Try it: Across the entries below, determine how many lines include the word "white". State only the resulting number.

#### Data ####

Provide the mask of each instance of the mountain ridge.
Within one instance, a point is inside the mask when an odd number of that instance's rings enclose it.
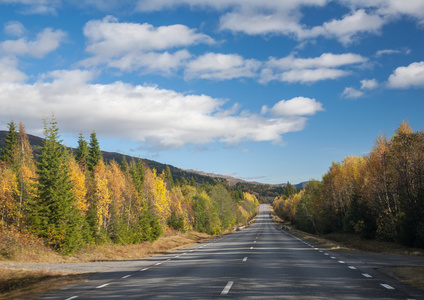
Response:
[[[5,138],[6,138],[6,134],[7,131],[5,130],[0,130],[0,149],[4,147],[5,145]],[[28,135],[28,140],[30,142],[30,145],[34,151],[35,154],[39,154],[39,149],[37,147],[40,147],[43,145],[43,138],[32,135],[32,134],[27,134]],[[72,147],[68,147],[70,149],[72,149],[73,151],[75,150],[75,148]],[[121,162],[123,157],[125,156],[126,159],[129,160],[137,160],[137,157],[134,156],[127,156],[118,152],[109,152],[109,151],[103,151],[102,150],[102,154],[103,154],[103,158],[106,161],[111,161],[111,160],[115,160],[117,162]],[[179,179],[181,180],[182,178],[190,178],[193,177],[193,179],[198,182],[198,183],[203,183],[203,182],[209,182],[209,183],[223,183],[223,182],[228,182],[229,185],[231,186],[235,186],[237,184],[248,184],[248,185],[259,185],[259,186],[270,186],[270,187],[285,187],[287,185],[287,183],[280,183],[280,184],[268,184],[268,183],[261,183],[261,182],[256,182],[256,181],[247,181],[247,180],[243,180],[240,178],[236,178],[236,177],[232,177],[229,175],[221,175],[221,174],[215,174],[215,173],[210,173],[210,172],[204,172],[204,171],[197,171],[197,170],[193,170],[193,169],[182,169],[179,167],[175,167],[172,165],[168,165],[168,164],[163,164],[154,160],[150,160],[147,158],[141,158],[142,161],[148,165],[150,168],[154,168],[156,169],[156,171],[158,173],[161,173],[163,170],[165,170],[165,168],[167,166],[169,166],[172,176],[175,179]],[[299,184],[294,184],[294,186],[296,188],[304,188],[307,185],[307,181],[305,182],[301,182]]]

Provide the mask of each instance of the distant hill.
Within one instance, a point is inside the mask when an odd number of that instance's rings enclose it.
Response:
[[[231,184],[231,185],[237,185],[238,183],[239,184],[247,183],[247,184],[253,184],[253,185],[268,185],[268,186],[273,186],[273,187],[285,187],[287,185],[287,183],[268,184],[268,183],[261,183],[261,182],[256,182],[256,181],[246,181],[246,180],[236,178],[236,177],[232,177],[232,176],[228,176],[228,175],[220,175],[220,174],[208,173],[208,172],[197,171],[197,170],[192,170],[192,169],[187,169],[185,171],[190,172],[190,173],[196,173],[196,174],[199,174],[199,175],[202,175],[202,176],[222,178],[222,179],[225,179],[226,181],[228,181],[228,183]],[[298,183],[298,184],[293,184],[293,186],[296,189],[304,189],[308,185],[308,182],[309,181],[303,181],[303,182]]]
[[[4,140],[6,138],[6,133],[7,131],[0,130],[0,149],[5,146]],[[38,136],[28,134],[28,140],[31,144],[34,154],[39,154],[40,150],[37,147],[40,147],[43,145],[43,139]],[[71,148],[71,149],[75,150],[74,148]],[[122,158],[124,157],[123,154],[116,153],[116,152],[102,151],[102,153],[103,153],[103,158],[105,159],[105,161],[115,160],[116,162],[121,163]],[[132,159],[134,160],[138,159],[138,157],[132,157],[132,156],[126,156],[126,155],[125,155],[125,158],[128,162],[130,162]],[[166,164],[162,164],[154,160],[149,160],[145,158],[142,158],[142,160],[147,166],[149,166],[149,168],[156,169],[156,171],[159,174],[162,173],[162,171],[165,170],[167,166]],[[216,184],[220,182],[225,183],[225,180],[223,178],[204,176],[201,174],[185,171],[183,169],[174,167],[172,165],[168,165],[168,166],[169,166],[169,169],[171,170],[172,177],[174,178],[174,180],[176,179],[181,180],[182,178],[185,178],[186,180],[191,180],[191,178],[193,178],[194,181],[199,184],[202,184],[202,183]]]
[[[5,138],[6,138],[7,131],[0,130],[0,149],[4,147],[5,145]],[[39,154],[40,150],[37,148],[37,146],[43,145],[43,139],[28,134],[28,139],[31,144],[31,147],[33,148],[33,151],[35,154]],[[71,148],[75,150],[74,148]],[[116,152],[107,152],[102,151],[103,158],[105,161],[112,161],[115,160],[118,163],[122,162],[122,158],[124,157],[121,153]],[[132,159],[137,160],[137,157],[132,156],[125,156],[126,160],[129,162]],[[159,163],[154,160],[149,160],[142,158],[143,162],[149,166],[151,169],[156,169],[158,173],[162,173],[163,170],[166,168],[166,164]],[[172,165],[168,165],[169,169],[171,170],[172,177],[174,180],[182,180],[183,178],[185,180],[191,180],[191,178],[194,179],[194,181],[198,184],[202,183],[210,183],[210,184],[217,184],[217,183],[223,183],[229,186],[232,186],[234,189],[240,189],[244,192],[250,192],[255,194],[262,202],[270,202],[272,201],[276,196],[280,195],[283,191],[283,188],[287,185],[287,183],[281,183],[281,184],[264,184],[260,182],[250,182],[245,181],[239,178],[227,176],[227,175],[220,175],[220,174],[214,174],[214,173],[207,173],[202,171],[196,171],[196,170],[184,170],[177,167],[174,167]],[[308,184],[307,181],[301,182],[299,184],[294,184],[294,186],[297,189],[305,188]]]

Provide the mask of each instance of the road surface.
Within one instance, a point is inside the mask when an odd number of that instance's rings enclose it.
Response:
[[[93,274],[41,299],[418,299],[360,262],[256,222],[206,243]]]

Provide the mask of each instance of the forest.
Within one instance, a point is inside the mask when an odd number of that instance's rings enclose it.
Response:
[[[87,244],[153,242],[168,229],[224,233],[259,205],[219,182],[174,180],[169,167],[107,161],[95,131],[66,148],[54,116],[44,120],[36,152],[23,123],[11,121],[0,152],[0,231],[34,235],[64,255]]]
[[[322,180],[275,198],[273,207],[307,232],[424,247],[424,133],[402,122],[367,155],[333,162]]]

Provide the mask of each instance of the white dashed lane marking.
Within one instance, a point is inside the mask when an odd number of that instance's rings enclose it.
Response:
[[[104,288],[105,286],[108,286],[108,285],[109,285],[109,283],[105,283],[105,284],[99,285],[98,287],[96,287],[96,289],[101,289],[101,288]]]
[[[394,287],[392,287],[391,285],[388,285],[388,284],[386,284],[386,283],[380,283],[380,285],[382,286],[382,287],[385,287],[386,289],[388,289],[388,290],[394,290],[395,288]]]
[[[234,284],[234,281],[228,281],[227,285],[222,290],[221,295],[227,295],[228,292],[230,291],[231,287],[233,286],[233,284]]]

####
#### Data ####

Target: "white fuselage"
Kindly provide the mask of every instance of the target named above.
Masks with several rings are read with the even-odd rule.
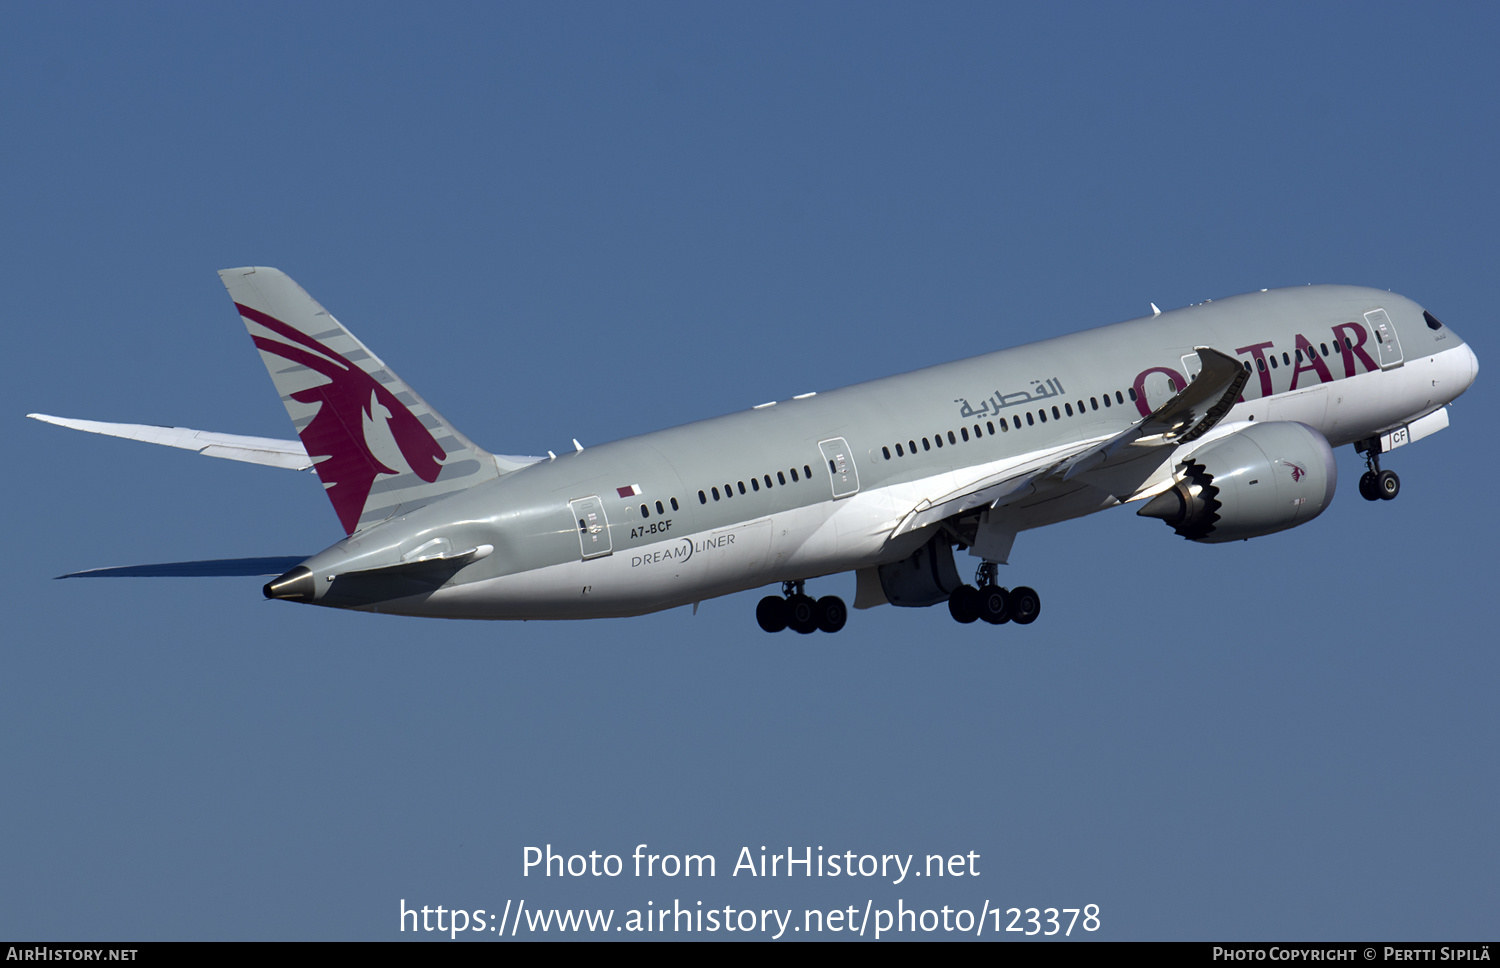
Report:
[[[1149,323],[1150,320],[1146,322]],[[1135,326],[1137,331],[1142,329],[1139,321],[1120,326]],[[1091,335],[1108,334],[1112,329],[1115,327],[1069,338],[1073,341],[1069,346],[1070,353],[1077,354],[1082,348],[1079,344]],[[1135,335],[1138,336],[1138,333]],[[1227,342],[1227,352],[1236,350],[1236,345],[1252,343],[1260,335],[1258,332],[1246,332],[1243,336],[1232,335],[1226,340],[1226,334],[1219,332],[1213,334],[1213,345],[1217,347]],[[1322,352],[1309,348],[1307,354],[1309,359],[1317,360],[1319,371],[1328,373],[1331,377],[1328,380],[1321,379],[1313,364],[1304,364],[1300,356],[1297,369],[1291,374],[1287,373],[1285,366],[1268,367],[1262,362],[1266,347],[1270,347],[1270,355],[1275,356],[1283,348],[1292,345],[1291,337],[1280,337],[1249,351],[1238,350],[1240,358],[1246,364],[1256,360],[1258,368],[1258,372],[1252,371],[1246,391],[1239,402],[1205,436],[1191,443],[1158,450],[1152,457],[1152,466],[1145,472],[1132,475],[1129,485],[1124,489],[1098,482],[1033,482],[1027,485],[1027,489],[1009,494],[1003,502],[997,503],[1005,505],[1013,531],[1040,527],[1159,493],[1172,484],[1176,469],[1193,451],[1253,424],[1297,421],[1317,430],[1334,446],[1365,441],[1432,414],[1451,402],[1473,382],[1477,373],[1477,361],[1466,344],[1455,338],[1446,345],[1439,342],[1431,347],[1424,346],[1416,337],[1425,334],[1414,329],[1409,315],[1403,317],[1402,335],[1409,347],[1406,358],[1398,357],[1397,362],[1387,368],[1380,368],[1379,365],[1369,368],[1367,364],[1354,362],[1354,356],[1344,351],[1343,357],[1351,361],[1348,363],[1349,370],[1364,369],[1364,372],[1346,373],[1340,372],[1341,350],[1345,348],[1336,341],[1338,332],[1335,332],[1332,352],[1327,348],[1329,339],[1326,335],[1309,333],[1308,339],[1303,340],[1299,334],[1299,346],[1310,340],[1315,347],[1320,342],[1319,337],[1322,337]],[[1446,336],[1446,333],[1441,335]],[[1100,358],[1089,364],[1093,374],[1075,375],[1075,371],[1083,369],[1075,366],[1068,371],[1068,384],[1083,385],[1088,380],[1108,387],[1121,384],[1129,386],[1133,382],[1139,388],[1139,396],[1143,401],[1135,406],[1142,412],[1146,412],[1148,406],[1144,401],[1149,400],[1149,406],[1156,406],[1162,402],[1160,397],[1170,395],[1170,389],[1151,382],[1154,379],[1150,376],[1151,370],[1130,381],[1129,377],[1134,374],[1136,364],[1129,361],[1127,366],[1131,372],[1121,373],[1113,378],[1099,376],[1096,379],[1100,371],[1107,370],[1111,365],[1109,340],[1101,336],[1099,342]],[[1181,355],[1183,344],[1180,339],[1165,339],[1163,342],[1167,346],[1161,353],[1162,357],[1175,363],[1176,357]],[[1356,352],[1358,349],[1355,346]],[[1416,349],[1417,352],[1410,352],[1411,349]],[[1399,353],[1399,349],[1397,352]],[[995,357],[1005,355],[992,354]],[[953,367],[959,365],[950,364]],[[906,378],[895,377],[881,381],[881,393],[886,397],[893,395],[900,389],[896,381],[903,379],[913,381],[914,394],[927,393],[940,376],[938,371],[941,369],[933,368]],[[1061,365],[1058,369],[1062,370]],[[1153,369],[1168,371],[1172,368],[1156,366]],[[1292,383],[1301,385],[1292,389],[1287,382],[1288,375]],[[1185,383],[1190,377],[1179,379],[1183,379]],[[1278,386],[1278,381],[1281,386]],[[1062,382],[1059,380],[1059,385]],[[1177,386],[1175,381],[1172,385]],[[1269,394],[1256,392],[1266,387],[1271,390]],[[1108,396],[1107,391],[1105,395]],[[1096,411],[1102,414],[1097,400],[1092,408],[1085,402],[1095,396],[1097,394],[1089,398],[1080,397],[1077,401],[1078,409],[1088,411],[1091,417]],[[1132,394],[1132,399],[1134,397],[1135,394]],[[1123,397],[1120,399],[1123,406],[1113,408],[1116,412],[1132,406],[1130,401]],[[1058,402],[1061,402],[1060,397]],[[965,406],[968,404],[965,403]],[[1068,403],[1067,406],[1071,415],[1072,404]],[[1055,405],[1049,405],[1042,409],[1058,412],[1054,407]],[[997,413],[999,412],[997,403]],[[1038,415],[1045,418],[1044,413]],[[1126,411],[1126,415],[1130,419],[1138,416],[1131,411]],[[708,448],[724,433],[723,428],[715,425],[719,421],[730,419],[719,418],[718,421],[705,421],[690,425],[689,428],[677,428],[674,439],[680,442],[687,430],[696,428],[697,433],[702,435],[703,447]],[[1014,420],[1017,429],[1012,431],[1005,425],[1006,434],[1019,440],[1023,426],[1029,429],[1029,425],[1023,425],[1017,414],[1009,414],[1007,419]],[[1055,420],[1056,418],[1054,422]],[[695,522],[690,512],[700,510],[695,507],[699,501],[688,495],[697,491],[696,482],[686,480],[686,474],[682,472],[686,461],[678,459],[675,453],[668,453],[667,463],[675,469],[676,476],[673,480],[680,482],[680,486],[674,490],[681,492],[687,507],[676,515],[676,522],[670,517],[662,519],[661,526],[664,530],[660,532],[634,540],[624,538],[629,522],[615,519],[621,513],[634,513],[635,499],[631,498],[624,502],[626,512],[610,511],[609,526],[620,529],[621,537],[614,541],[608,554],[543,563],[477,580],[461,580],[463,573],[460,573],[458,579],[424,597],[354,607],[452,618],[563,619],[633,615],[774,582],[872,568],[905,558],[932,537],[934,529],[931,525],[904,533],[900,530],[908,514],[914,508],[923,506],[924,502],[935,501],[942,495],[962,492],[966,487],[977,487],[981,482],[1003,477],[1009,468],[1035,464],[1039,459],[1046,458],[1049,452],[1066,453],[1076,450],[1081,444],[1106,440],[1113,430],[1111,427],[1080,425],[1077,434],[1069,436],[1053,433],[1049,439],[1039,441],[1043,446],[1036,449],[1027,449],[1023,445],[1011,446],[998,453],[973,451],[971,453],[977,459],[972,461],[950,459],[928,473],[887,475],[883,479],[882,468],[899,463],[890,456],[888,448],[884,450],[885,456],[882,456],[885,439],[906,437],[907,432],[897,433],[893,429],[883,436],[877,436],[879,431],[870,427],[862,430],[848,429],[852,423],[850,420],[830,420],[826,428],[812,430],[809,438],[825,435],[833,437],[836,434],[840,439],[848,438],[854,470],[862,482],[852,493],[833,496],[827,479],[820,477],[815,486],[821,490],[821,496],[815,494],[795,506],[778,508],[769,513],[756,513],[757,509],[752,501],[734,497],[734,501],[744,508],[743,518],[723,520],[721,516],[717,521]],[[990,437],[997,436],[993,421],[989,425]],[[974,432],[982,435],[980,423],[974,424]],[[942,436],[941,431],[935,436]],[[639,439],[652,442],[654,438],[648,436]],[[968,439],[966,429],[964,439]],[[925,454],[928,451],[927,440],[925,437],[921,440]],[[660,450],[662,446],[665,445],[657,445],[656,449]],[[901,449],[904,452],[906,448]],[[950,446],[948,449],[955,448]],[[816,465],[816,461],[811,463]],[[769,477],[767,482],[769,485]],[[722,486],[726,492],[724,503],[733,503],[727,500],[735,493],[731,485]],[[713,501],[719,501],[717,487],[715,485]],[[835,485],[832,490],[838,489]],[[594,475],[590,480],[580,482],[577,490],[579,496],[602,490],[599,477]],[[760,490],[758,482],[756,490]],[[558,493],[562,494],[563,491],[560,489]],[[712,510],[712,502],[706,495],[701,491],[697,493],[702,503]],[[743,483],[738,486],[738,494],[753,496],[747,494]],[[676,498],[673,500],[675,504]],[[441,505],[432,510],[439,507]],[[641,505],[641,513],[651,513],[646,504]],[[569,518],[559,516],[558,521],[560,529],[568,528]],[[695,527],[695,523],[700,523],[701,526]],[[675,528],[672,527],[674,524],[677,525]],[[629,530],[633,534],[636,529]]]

####

Answer to this exercise: 2